** Object point labels **
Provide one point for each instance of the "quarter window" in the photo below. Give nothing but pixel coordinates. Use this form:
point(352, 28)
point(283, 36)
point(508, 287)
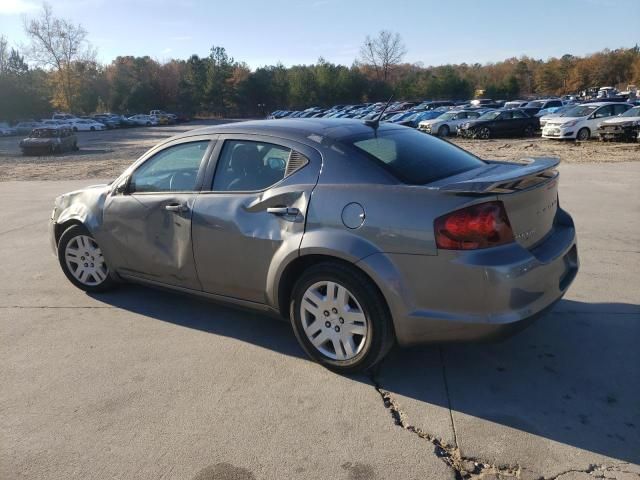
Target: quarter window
point(249, 166)
point(174, 169)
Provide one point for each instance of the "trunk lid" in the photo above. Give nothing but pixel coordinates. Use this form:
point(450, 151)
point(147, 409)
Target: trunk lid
point(529, 192)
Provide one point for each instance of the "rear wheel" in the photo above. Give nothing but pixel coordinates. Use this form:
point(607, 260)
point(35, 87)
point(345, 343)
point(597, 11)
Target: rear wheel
point(82, 261)
point(484, 133)
point(340, 318)
point(583, 134)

** What you will do **
Reproduce the lines above word for word, omitting the pictures.

** Result of this task **
Provide one point for each instance of the "quarter window" in the photo below. Give nothing but pixel coordinates. Use this form:
point(352, 28)
point(283, 36)
point(508, 287)
Target: quarter window
point(249, 166)
point(174, 169)
Provide one point for each instance of the "trunk lid" in the photo above. Give nothing but pixel coordinates. Use this form:
point(450, 151)
point(147, 409)
Target: trunk lid
point(529, 192)
Provide one point for each instance of the "rear wheel" in the photo above. Give nothing but pixel coordinates. Use this form:
point(607, 260)
point(35, 87)
point(345, 343)
point(597, 11)
Target: rear wheel
point(82, 261)
point(484, 133)
point(340, 318)
point(583, 134)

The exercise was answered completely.